(Records from a data collection)

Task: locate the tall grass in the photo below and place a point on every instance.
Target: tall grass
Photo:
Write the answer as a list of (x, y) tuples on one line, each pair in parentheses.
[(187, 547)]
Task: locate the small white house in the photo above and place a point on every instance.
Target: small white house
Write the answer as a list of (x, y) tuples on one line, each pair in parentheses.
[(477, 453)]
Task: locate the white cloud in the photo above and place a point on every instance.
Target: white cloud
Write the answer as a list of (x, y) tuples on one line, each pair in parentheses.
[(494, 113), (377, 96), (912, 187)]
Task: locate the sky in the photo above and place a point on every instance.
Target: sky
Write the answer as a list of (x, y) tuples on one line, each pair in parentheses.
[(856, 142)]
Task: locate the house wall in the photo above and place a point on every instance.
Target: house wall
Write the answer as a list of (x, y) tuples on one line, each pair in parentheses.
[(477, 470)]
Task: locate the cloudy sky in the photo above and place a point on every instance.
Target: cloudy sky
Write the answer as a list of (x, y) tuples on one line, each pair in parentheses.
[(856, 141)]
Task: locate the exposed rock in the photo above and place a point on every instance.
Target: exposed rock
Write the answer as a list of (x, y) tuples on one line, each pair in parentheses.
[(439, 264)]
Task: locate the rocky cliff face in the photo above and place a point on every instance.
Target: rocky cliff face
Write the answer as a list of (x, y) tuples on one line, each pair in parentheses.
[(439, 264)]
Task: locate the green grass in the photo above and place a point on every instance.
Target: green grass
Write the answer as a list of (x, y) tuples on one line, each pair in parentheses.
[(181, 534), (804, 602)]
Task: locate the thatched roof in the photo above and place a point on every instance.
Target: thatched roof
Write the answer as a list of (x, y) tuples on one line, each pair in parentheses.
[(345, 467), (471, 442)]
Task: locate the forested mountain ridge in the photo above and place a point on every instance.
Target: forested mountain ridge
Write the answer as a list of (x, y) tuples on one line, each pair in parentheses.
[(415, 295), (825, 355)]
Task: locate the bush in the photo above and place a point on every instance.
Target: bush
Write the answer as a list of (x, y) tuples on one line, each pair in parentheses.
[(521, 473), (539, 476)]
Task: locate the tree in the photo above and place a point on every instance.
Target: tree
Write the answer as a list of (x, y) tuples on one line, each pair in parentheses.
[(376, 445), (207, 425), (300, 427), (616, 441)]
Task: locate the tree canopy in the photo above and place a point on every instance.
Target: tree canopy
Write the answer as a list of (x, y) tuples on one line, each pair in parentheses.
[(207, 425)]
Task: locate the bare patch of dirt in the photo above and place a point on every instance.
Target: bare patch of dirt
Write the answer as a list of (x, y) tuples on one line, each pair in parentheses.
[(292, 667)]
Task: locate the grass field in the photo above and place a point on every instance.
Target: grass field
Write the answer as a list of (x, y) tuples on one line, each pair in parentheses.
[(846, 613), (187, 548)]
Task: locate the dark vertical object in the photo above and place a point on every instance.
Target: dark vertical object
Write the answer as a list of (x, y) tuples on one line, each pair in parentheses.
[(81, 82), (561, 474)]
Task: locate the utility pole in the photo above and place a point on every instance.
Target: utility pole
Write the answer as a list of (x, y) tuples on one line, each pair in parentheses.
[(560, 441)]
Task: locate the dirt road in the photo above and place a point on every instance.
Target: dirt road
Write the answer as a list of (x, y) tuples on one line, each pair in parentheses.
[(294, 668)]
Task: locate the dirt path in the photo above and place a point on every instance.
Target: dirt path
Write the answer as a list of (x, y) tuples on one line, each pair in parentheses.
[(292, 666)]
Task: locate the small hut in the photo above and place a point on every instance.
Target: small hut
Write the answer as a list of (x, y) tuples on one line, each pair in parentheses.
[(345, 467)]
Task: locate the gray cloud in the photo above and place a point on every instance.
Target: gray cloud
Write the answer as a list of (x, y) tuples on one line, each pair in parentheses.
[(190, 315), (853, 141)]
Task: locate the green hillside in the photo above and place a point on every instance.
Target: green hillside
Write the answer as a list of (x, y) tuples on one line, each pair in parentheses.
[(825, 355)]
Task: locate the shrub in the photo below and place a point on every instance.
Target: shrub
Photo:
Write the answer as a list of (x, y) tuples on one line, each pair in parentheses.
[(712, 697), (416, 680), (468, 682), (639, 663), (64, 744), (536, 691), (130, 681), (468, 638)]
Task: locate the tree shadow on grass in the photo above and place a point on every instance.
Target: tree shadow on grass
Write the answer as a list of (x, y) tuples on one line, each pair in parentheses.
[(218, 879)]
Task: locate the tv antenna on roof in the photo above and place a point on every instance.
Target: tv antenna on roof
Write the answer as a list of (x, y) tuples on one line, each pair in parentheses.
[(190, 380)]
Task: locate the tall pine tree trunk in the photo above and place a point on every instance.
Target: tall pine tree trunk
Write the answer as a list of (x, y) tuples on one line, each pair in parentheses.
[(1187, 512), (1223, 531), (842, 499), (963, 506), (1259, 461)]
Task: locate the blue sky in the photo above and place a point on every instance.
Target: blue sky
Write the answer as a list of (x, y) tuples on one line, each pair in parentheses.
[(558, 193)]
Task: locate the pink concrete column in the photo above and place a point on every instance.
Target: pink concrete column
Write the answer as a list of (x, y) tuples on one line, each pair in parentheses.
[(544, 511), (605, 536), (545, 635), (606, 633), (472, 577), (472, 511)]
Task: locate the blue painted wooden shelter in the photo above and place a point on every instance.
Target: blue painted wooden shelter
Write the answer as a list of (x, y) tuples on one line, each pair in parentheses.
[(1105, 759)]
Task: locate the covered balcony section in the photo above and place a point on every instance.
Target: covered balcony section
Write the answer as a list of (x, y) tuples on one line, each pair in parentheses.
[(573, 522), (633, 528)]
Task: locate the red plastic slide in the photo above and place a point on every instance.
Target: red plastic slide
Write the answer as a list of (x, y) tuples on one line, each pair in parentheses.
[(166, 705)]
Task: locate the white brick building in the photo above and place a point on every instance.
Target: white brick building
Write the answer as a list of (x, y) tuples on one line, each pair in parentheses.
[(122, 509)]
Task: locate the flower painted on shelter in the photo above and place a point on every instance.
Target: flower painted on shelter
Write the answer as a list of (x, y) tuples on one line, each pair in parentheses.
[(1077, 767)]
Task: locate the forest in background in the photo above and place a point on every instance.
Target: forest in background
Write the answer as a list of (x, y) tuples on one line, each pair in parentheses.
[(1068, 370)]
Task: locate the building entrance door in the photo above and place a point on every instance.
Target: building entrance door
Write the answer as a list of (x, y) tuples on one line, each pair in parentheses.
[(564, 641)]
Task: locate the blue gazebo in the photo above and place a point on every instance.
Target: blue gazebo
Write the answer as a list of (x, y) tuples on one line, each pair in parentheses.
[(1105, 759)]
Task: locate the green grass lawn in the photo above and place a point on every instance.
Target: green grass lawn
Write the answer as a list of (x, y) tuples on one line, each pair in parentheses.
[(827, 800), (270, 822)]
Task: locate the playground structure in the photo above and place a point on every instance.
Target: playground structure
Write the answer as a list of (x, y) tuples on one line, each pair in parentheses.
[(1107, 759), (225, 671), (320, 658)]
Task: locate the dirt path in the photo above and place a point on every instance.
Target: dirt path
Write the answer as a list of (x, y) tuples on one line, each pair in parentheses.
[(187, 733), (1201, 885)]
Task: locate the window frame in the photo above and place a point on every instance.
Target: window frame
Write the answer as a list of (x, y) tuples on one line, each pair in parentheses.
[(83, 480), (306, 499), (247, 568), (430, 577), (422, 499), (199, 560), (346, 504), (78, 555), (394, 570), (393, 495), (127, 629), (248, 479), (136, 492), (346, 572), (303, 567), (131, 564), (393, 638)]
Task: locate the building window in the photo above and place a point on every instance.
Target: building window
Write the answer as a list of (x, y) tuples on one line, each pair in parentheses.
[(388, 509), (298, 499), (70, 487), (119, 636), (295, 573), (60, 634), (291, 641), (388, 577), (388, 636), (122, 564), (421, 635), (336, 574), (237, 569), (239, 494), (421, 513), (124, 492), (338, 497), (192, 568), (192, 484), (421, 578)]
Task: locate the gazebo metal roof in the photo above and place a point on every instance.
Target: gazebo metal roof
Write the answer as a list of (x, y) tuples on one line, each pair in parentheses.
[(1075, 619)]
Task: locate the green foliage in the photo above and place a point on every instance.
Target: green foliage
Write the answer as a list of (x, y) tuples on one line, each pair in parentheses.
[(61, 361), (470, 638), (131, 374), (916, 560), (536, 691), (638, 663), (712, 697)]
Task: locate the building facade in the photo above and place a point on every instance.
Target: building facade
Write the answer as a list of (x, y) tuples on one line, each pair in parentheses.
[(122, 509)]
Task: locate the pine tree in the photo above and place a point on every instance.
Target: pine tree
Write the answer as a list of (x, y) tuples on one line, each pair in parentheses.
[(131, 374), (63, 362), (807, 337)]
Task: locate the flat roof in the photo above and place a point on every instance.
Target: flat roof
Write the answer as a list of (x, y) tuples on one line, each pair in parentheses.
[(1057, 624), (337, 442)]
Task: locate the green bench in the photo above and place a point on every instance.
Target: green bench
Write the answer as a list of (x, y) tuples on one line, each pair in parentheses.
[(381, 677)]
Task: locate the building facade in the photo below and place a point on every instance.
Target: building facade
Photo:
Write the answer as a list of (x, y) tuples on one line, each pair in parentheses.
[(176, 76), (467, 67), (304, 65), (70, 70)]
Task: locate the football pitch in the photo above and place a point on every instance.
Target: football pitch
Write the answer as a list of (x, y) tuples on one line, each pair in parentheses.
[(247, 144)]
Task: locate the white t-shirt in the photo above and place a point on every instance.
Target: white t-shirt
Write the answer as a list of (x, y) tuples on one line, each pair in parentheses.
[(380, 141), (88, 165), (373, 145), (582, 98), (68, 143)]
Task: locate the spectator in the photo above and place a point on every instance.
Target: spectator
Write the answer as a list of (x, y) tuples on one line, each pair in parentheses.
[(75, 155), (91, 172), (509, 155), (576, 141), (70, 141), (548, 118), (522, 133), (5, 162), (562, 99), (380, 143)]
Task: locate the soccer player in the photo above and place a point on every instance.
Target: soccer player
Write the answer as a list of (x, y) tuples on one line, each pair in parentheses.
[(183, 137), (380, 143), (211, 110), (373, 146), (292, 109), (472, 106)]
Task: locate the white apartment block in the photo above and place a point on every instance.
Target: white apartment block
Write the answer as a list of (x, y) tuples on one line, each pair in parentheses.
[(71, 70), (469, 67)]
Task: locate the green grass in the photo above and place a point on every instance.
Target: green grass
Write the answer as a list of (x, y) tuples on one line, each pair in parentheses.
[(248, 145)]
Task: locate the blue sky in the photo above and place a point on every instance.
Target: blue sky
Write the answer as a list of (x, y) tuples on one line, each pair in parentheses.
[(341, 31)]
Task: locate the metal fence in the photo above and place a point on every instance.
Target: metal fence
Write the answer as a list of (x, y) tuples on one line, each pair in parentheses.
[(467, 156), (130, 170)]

• EXERCISE AIM
Pull every line containing "bush" from the data.

• YOUR SOLUTION
Task: locate the bush in the photo above and place a point on every instance.
Target: bush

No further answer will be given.